• TASK REQUIREMENTS: Decide whether each statement below agrees with the Keystone pipeline text, answering yes or no and quoting the deciding words. (a) The House approved the federal transportation bill by a vote of 293-127. (b) The Senate approved the pipeline in all three of its votes on it. (c) The program the Senate passed runs two years and costs $109 billion.

• DOCUMENT:

The House passed (293-127) a federal transportation bill Wednesday that will now go to conference committee. A provision in that legislation would force the administration to approve the pipeline.

It is the fourth time the House has given its approval on the project, expected to create thousands of jobs during the construction phase and help increase energy security in the long term. The Senate has taken three votes, passing it once as part of the payroll tax deal late last year and defeating it twice.

Not to be forgotten is the importance of the transportation bill. The Senate passed a two-year, $109 billion program two weeks ago. It is expected to be the basis for the conference committee negotiations.

The White House has already threatened to veto the highway bill if the Keystone language remains. Both, however, are critical to funding ongoing infrastructure needs and putting people back to work.

In the upcoming BizVoice magazine (available May 3 in print and online), I’ll have a one-on-one interview with Canadian Consul General Roy Norton, who talks about the importance of this project, the critical Ambassador Bridge between Detroit and Windsor, and other opportunities between the two North American neighbors.

Canadian Bankin’

Pardon the title, but Canada is in a position to make some serious bank off of its natural resources — namely oil. In our upcoming May/June edition of BizVoice magazine, Communications VP Tom Schuman has an interesting interview with Roy Norton, Consul General of Canada, about how Canada plans to move forward after President Obama’s rejection of the Keystone XL Pipeline. Although, Obama contends the rejection was pending more environmental review and may not be permanent. (If you have a few minutes, read Norton’s remarks when he spoke to a group at the Greater Fort Wayne Chamber of Commerce in February.)

• ENTRIES SHOWN:
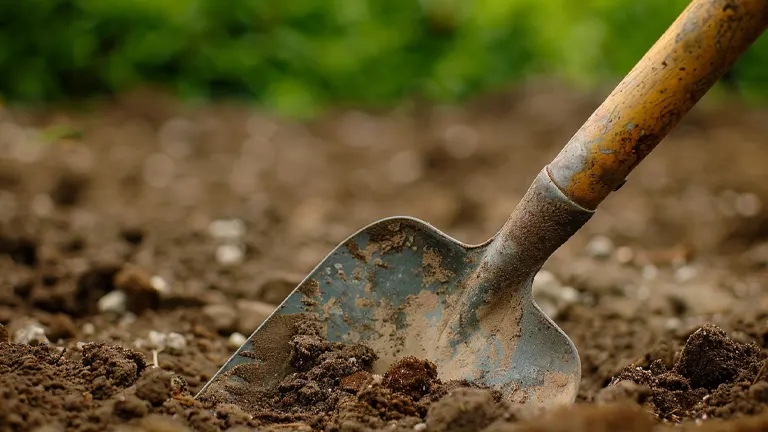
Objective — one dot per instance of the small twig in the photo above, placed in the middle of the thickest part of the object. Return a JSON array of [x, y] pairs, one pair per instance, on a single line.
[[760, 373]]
...
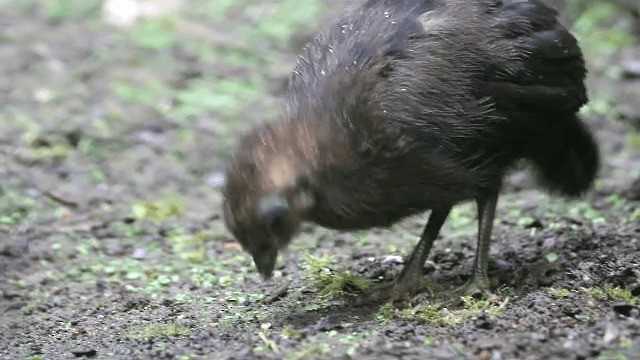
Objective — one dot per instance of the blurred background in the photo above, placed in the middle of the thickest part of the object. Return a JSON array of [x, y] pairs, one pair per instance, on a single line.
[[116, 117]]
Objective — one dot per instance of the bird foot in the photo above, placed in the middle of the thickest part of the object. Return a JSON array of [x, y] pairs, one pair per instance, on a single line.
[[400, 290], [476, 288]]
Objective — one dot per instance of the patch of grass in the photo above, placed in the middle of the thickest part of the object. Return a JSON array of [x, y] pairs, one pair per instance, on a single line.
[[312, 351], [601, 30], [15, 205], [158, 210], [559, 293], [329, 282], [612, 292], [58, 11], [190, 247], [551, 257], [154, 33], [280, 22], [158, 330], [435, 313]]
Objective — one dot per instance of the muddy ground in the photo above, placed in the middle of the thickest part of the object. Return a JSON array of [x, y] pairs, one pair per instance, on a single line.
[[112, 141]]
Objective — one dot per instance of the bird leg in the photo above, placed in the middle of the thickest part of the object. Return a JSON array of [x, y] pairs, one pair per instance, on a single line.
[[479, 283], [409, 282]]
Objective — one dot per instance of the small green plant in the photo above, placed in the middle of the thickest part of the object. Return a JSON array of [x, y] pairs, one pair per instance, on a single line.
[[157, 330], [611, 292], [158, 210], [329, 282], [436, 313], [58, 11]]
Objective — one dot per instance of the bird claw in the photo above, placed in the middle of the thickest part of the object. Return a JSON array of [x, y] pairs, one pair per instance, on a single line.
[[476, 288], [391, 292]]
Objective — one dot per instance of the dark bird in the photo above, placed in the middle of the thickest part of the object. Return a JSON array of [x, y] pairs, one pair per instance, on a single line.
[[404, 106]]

• ANSWER FOR THIS EXERCISE:
(a) Yes: "The House passed (293-127) a federal transportation bill Wednesday"
(b) No: "passing it once as part of the payroll tax deal late last year and defeating it twice"
(c) Yes: "The Senate passed a two-year, $109 billion program two weeks ago."